• _EXTRACT_:
* * * *

Kenya Dance Mania (Earthworks cd). This
71-minute anthology celebrates the not-so-distant past, when rhumba was
the beat to reckon with across Africa, and fraternal-twin harmonies ruled.
It's hard not to romanticize the Luo songs, which feign ingenuous shock
as a buffer against heartbreak, or the clear-eyed confidence--with optimistic
vocals to match--of Swahili superstars Les Wanyika's "Sina Makosa."
Just to prove Kenya sprouted nuts as well as mighty oaks, "Wed Today
Divorce Tomorrow" by Gabriel Omolo & His Apollo Komesha hangs an
improbable '60s-style twist beneath a Havana moon.
Lucky Dube Captured Live (Shanachie cd).
His ouvre may be limited--imagine a "Slave," "I've Got Jah,"

* * * *

• _DIRECTION A_:
Answer these questions using the music review:
(i) How long is the Kenya Dance Mania anthology?
(ii) Who performs "Sina Makosa"?
(iii) Which label released Lucky Dube Captured Live?
• _DIRECTION B_: Carry on the music review from the point where it stops.
None of the entries is needed to work with the music review.

* * * *

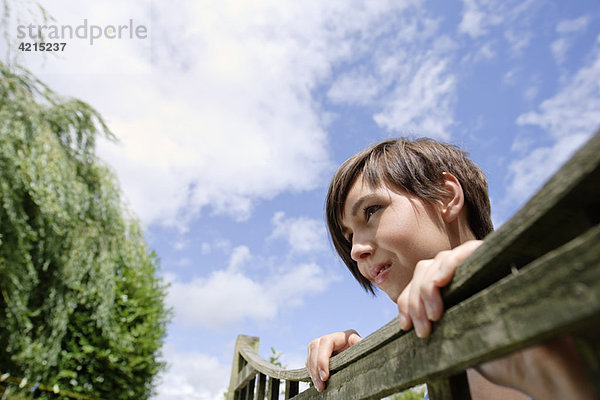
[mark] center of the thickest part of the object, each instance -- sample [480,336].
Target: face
[390,232]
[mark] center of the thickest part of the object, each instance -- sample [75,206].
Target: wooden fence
[535,278]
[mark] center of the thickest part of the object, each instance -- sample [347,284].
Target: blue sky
[233,115]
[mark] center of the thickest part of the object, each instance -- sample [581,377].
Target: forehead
[360,191]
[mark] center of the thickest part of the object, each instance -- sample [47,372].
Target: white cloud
[228,297]
[559,49]
[575,109]
[304,235]
[532,171]
[569,117]
[192,376]
[480,17]
[222,114]
[472,20]
[424,104]
[240,256]
[406,80]
[566,30]
[572,25]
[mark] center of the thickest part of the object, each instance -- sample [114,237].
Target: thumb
[353,339]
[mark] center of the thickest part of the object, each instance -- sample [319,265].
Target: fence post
[238,360]
[455,387]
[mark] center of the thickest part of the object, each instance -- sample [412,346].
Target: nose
[360,250]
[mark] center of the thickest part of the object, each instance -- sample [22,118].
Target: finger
[354,338]
[311,364]
[330,345]
[403,315]
[432,301]
[418,315]
[451,260]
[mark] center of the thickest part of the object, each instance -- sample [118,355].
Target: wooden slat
[588,345]
[250,393]
[261,387]
[273,392]
[244,376]
[455,387]
[291,389]
[239,362]
[565,207]
[506,317]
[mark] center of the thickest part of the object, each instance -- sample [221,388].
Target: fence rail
[535,278]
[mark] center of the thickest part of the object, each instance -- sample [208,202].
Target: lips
[379,272]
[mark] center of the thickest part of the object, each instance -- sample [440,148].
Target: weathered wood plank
[588,346]
[508,316]
[269,369]
[261,387]
[566,206]
[273,392]
[244,376]
[455,387]
[291,389]
[250,393]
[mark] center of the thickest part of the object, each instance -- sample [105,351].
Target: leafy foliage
[80,301]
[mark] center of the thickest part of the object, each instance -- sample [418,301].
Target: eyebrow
[360,201]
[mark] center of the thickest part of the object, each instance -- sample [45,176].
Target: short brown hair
[413,166]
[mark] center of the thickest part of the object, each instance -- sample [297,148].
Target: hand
[420,302]
[320,351]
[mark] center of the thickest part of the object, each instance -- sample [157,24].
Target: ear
[454,199]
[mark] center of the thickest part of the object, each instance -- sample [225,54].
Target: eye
[349,238]
[370,210]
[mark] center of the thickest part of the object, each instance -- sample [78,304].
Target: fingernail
[403,322]
[429,311]
[438,275]
[322,374]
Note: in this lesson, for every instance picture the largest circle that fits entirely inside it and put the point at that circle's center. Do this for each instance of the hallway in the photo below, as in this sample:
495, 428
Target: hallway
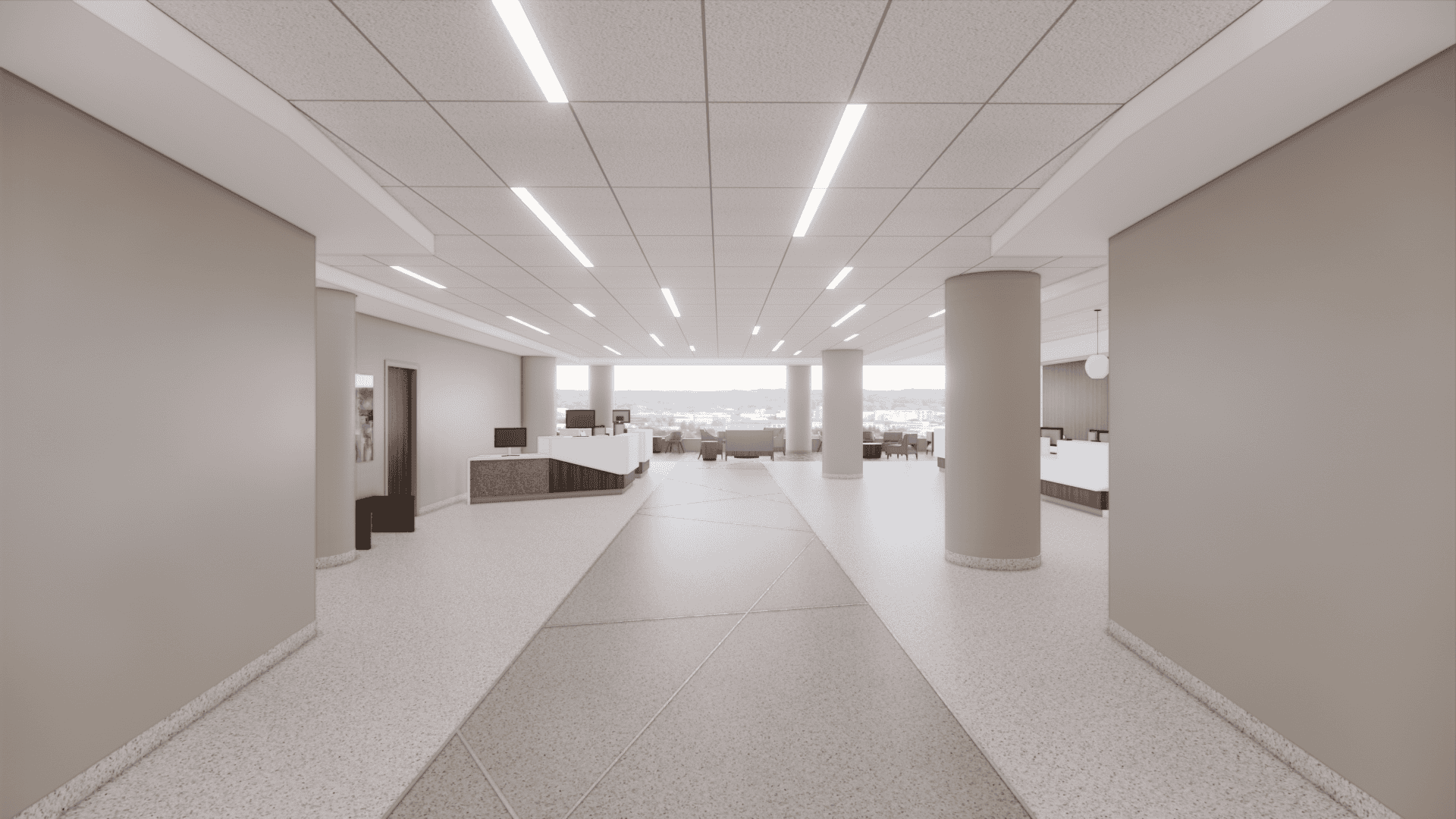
714, 662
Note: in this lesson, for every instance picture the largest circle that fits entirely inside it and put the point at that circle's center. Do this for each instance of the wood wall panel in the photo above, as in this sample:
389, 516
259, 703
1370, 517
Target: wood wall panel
1074, 401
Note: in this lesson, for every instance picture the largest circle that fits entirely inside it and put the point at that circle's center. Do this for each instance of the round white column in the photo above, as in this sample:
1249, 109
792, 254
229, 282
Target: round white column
538, 398
843, 413
334, 428
992, 397
601, 385
799, 426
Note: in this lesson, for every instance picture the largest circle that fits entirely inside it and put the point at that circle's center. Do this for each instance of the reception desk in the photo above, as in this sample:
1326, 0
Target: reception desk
563, 466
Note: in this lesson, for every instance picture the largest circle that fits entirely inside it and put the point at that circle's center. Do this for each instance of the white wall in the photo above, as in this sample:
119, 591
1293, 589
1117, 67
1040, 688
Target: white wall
462, 394
158, 436
1285, 465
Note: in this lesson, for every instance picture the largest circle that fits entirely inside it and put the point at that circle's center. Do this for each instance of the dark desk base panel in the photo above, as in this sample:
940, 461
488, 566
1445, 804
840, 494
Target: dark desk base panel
1075, 494
558, 479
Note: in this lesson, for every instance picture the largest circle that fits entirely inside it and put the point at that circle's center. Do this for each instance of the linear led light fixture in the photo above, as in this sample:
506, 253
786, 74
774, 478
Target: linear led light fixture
551, 224
836, 152
528, 324
530, 49
417, 276
843, 318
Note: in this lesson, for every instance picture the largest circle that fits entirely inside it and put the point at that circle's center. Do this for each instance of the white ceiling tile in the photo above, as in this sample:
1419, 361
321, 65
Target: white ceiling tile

* * * *

• _RESPONSE A_:
(i) 71 minutes
(ii) Les Wanyika
(iii) Shanachie

• _RESPONSE B_:
"Prisoner" medley--but his charisma is boundless, his message
inarguable, and his generosity inspiring. I've never seen a performer in
concert I liked better. But this is a cd not a video. Missing are the nonstop
choreography, mock jousting, and genial showboating that make the live show
such a hoot. So why does this work so well? Sheer electricity nimble enough
to arc over the inevitable between song patter, band introductions, and
sing-along choruses. In any case, this is the Luckiest Dube yet. Lord, bless
me with such limitations.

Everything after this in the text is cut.